====== RECORDS FOR THE TASK

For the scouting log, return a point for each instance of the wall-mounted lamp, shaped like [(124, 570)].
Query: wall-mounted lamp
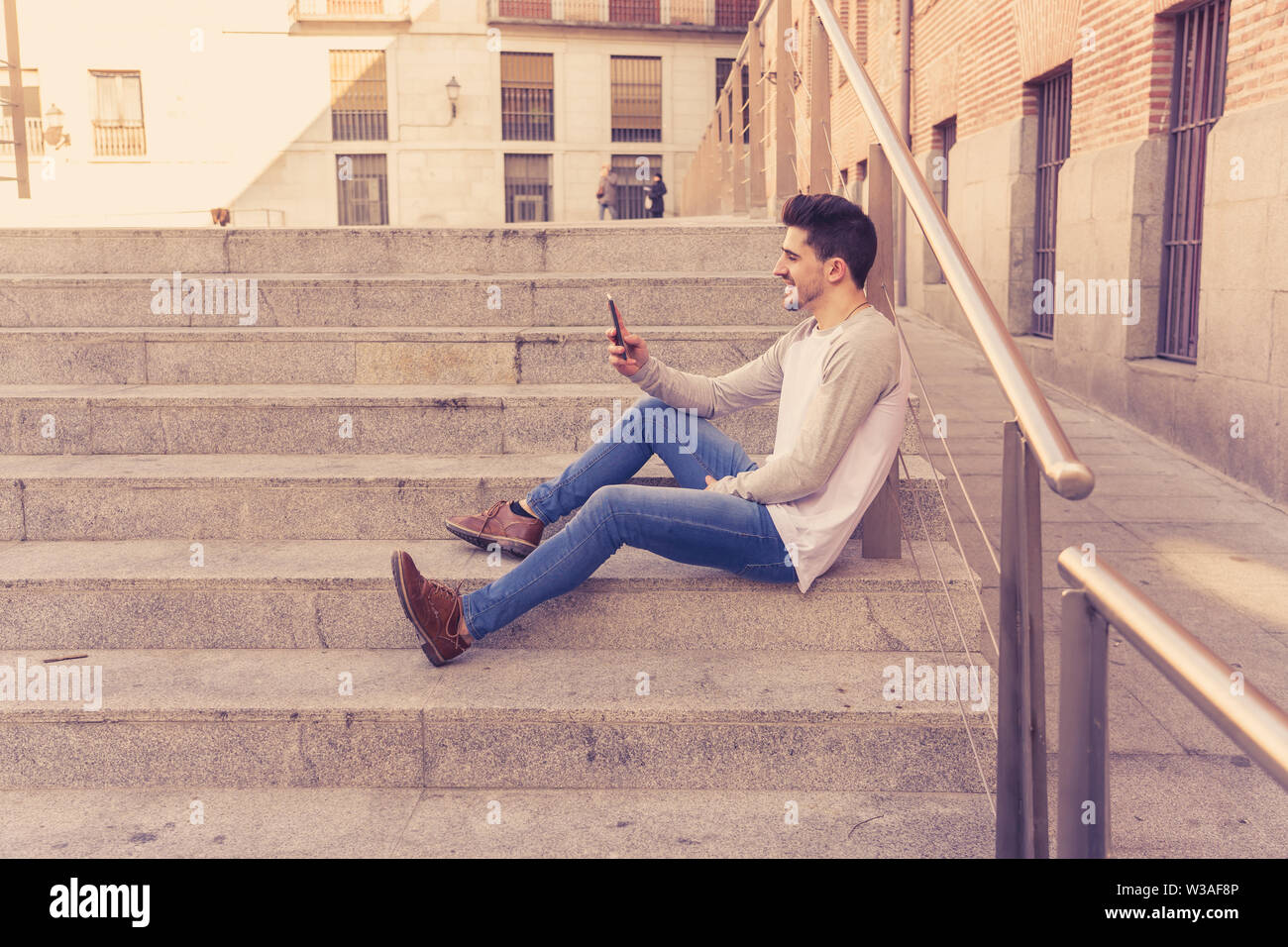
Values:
[(54, 134), (773, 78), (454, 90)]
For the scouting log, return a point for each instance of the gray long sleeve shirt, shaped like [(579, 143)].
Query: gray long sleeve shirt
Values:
[(842, 394)]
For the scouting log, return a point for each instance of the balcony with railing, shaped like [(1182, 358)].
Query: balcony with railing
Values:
[(351, 11), (35, 136), (707, 16)]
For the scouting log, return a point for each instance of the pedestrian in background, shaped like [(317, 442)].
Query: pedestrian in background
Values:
[(606, 192), (653, 202)]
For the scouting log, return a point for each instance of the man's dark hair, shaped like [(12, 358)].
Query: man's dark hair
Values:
[(835, 227)]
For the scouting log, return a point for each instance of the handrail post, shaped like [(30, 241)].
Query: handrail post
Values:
[(739, 153), (1082, 805), (819, 107), (881, 535), (18, 110), (1021, 802), (785, 111), (726, 161), (756, 120)]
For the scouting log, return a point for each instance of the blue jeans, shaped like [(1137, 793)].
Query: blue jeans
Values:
[(684, 523)]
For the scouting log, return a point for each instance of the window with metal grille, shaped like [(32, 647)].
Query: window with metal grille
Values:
[(945, 136), (844, 17), (722, 68), (119, 114), (1198, 99), (735, 12), (1055, 97), (528, 97), (533, 9), (636, 82), (527, 187), (746, 107), (362, 183), (360, 98), (630, 187), (635, 11)]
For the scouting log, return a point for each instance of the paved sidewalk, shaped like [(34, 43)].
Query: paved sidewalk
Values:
[(1211, 553)]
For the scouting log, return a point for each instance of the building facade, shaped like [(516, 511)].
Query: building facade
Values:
[(1113, 169), (349, 112)]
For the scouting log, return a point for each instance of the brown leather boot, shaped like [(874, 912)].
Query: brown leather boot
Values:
[(500, 525), (433, 608)]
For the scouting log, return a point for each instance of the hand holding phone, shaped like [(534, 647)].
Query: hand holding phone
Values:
[(626, 352)]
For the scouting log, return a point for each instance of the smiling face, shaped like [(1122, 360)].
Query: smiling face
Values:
[(799, 266)]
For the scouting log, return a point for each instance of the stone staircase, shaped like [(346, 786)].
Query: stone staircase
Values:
[(206, 509)]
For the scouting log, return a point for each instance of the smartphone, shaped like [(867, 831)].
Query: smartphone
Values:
[(617, 326)]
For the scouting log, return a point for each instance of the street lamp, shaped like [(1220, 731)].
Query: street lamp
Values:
[(54, 134), (454, 89)]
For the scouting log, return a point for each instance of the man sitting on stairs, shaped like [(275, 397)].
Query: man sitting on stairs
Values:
[(841, 379)]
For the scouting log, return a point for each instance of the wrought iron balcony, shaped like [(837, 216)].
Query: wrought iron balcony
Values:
[(351, 11), (35, 136), (729, 16)]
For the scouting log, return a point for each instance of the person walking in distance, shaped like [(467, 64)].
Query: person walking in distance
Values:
[(606, 192), (653, 202), (841, 379)]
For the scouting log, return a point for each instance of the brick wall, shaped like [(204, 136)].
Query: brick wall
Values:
[(973, 58)]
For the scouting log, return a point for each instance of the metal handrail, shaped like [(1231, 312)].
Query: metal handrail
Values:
[(1061, 470), (1249, 718), (1103, 596)]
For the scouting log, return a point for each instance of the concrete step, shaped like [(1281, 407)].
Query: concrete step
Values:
[(336, 299), (295, 496), (340, 419), (531, 718), (288, 822), (340, 594), (445, 356), (617, 248)]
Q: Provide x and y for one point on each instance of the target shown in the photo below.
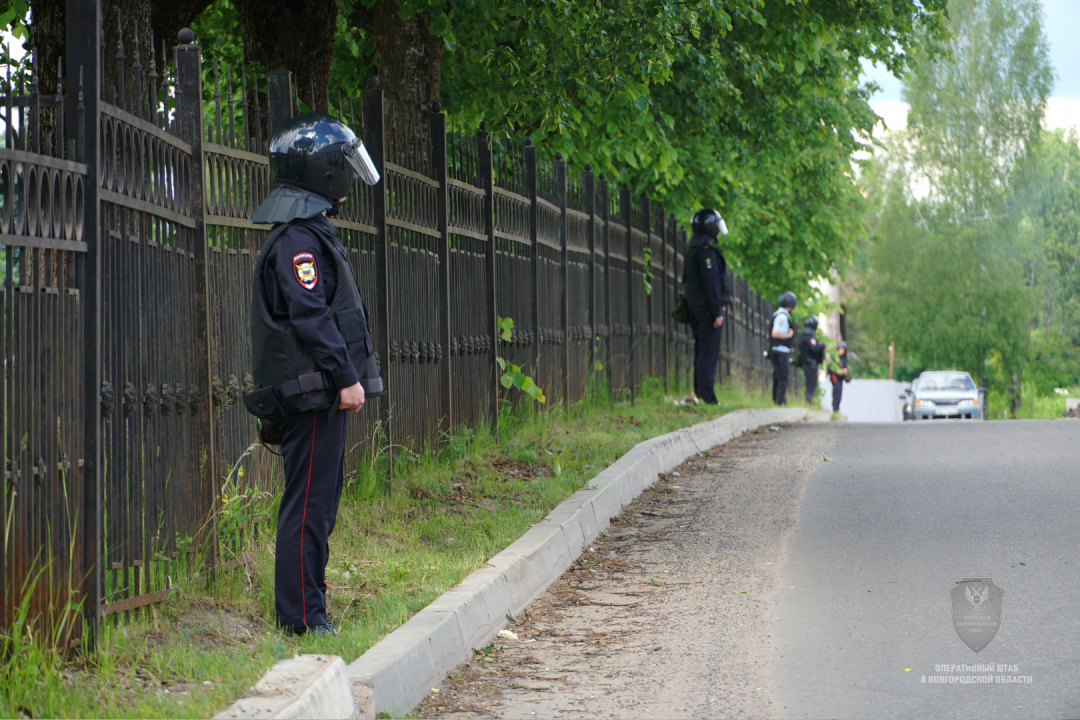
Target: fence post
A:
(530, 189)
(606, 212)
(486, 172)
(646, 323)
(189, 114)
(279, 98)
(589, 190)
(559, 170)
(83, 72)
(664, 312)
(375, 141)
(675, 289)
(628, 217)
(437, 125)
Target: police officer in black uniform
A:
(312, 353)
(783, 338)
(812, 354)
(704, 277)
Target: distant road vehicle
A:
(941, 395)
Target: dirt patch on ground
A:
(669, 613)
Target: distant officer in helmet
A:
(812, 354)
(838, 372)
(783, 340)
(704, 286)
(312, 351)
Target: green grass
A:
(390, 556)
(1035, 406)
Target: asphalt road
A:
(887, 528)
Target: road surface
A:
(804, 572)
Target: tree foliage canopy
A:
(962, 202)
(748, 106)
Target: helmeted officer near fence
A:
(812, 354)
(783, 340)
(704, 277)
(838, 374)
(312, 352)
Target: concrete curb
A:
(305, 687)
(404, 666)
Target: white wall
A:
(868, 401)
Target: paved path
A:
(794, 586)
(888, 527)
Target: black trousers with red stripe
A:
(313, 449)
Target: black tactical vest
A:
(280, 361)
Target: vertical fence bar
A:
(589, 192)
(486, 172)
(664, 318)
(437, 124)
(646, 323)
(530, 189)
(606, 212)
(189, 112)
(375, 141)
(83, 43)
(559, 173)
(279, 98)
(628, 217)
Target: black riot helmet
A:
(709, 222)
(321, 154)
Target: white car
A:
(945, 394)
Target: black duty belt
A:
(306, 383)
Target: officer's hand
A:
(352, 398)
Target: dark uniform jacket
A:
(704, 276)
(299, 283)
(812, 353)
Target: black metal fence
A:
(127, 254)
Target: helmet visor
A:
(361, 162)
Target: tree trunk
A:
(409, 58)
(295, 36)
(160, 19)
(48, 40)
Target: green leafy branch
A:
(512, 376)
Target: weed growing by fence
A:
(448, 512)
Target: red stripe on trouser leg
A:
(304, 520)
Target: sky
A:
(1061, 24)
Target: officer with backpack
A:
(704, 277)
(838, 372)
(811, 354)
(312, 353)
(783, 339)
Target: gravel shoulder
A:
(669, 613)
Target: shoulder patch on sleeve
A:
(304, 267)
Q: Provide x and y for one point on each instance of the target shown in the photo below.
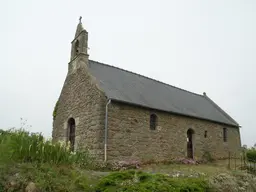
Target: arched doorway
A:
(71, 133)
(190, 151)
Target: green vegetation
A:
(21, 146)
(140, 181)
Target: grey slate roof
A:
(128, 87)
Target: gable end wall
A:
(82, 100)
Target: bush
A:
(251, 155)
(140, 181)
(21, 146)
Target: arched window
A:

============

Please set down each entry word for word, without its images.

For the scouting log, return a point for each instance of the wall-mounted lamp, shaped like [(124, 570)].
Query: wall-mounted lamp
Values:
[(54, 134), (773, 78), (454, 90)]
For the scouting log, return a point for each instance of the gray long sleeve shirt, shaped like [(579, 143)].
Query: gray long sleeve shirt
Values:
[(842, 394)]
For the scouting log, return a point for each instance of the balcony with railing, shaped like [(1182, 358)].
Query: balcony with railing
Values:
[(351, 11), (35, 136), (707, 16)]
For the scouting log, return a point for each instance of the pedestrian in background, shaped like [(317, 442)].
Query: pedestrian in background
Values:
[(606, 192), (653, 202)]
For the scouting log, return a point for each instance of the man's dark hair, shaped like [(12, 358)].
Query: man's dark hair
Values:
[(835, 227)]
For the scouting log, return a point for each instance of the handrail post, shaped like [(30, 241)].
Query: handrail post
Values:
[(739, 153), (1082, 805), (819, 107), (881, 535), (18, 110), (1021, 802), (785, 111), (726, 161), (756, 120)]
For the scouting log, return a point for each instance of the blue jeans, shaped like [(1137, 793)].
Query: blue jeans
Values:
[(684, 523)]
For the scouting log, return a point for each instance of the window with metal grille, shaped like [(32, 647)].
Query: window with metal grille
Values:
[(945, 136), (844, 17), (722, 68), (119, 114), (1198, 99), (735, 12), (1055, 97), (528, 97), (533, 9), (636, 82), (527, 187), (746, 107), (362, 183), (360, 98), (630, 187), (635, 11)]
For the scouting log, return a point for each instance of the paved sidewalk, shaped like [(34, 43)].
Query: paved sidewalk
Values:
[(1211, 553)]
For the scouting log, return a point for each instance of the building facade, shaped like [(516, 511)].
Query: building facade
Values:
[(1113, 169), (349, 112)]
For the scouting log, return a point for each instance of the brown leather boot, shaped like [(874, 912)].
Query: brown leather boot
Values:
[(500, 525), (433, 608)]
For the scouting log, return a point for each instance of the hand holding phone, shaped like [(534, 647)].
Query: hand holding phone
Values:
[(626, 352)]
For the scouting log, return a point for each instance of the smiling face, shaped like [(1122, 360)].
Query: smiling face
Values:
[(799, 266)]
For the scouting log, return a point for each instance of the stone staircase, shaped like [(346, 786)].
Query: stone staircase
Values:
[(206, 509)]
For the scouting log, return a point for each instance of the smartphone, shaped like [(867, 831)].
Query: smartphone
Values:
[(617, 326)]
For the scouting log, return a point for each instance of the street lamp, shaped like [(1220, 731)].
Query: street lamp
Values:
[(54, 134), (454, 89)]
For the scouting log, return a point for each instance of the man sitting on stairs, shaped like [(275, 397)].
Query: man sitting on stairs
Values:
[(841, 379)]
For the scouting log, return a point for each instance of the wrought iron balcony, shaped like [(837, 216)].
Query: wrought iron balcony
Values:
[(351, 11), (35, 136), (729, 16)]
For the scouting log, return a point for each instance of the person walking in distance, shaped like [(467, 64)].
Query: person walking in distance
Values:
[(606, 192), (653, 202), (841, 379)]
For the scouting log, return a point for each instance of the brick wall, shaped like [(204, 136)].
Query: brick wall
Values:
[(973, 58)]
For the scouting log, return a point for each instance of the metal handrail, shaped like [(1231, 312)].
Query: metal handrail
Values:
[(1061, 470), (1249, 718), (1103, 596)]
For the scouting log, return a point for each instance of the concrete step, shaped like [(1281, 407)].
Query: concrete step
Values:
[(336, 299), (295, 496), (340, 419), (531, 718), (288, 822), (340, 594), (445, 356), (617, 248)]
Q: Provide x and y for one point on each instance of the target shown in the photo below.
Target: fence post
A:
(530, 189)
(606, 212)
(486, 172)
(646, 323)
(189, 114)
(279, 98)
(589, 190)
(559, 170)
(83, 72)
(664, 312)
(375, 141)
(675, 289)
(628, 217)
(437, 125)
Target: police officer in black uniform
A:
(312, 353)
(783, 338)
(812, 354)
(704, 277)
Target: distant road vehicle
A:
(941, 395)
Target: dirt patch on ground
A:
(669, 613)
Target: distant officer in helmet
A:
(812, 354)
(838, 372)
(783, 340)
(704, 286)
(312, 351)
Target: green grass
A:
(390, 556)
(1035, 406)
Target: asphalt road
A:
(887, 528)
Target: road surface
A:
(804, 572)
Target: tree foliage canopy
A:
(962, 202)
(748, 106)
Target: helmeted officer near fence
A:
(812, 354)
(783, 340)
(704, 277)
(838, 374)
(312, 352)
Target: concrete curb
A:
(305, 687)
(404, 666)
Target: white wall
A:
(868, 401)
Target: paved path
A:
(794, 586)
(888, 527)
Target: black trousers with red stripe
A:
(313, 449)
Target: black tactical vest
A:
(280, 361)
Target: vertical fence bar
A:
(589, 192)
(486, 172)
(664, 318)
(437, 124)
(646, 323)
(530, 189)
(606, 212)
(189, 112)
(375, 141)
(83, 43)
(559, 173)
(279, 98)
(628, 217)
Target: black riot helmet
A:
(709, 222)
(321, 154)
Target: white car
A:
(945, 394)
Target: black duty belt
A:
(306, 383)
Target: officer's hand
A:
(352, 398)
Target: dark uniform jacket
A:
(704, 276)
(299, 283)
(812, 353)
Target: black metal fence
A:
(127, 254)
Target: helmet visor
A:
(361, 162)
Target: tree trunk
A:
(409, 58)
(295, 36)
(160, 19)
(48, 40)
Target: green leafy branch
A:
(512, 376)
Target: weed growing by fence
A:
(448, 512)
Target: red stripe on trouser leg
A:
(304, 520)
Target: sky
A:
(1061, 24)
Target: officer with backpack
A:
(704, 277)
(838, 372)
(811, 354)
(312, 353)
(783, 339)
Target: gravel shoulder
A:
(669, 613)
Target: shoulder patch on sleeve
A:
(304, 267)
Q: Provide x and y for one point on each instance of the target shown in the photo below.
Target: arched doorway
A:
(71, 133)
(190, 151)
Target: green vegetation
A:
(21, 146)
(140, 181)
Target: grey slate roof
A:
(128, 87)
Target: gable end wall
A:
(82, 100)
Target: bush
A:
(251, 155)
(140, 181)
(21, 146)
Target: arched window
A:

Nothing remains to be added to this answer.